* START *

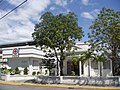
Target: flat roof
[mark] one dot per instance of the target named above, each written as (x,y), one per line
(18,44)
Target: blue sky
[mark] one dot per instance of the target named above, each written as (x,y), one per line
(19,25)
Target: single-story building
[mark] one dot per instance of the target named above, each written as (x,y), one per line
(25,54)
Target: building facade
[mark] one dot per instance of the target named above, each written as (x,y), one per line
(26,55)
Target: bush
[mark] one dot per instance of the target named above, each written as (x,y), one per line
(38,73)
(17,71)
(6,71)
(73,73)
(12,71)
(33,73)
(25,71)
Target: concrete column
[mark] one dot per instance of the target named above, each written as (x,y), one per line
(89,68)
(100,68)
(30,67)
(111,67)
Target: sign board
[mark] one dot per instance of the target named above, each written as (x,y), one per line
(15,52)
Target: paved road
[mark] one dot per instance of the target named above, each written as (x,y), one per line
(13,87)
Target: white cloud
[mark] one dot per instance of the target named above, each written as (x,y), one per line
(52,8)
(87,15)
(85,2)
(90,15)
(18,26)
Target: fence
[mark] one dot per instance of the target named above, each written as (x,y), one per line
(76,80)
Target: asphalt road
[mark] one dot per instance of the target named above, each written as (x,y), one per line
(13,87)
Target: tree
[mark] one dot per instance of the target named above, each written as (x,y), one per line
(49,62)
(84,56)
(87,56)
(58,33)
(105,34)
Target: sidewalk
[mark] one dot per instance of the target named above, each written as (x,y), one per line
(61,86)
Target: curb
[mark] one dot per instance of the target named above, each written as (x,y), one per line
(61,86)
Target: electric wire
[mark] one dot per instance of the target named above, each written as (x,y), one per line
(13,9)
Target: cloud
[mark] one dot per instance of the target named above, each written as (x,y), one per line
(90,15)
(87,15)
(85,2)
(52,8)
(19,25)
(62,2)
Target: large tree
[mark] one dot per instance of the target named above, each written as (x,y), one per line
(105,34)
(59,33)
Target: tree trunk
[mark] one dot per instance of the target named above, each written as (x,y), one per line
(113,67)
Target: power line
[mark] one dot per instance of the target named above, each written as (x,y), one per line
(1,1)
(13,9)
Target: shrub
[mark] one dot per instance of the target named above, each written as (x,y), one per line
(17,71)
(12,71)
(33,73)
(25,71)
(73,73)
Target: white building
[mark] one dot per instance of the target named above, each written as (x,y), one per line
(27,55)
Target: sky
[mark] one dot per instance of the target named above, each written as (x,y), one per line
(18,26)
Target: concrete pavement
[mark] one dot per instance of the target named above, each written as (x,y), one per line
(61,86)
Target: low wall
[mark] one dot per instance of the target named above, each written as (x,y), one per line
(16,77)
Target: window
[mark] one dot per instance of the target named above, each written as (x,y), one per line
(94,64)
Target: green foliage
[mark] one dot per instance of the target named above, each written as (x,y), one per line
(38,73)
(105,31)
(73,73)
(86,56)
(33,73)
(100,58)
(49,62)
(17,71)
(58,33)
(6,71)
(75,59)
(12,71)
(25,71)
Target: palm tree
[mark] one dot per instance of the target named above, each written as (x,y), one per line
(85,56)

* END *
* START *

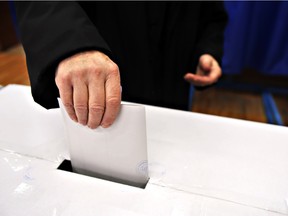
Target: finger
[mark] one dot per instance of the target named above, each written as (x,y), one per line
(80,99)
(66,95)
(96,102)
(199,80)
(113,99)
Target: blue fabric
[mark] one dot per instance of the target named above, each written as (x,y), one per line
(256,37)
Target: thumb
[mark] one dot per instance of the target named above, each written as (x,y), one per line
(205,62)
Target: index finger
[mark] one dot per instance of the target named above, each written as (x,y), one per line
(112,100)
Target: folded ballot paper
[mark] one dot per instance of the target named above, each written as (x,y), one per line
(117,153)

* END *

From the material above, copy out every line that contains the word "white".

Target: white cloud
Target: white building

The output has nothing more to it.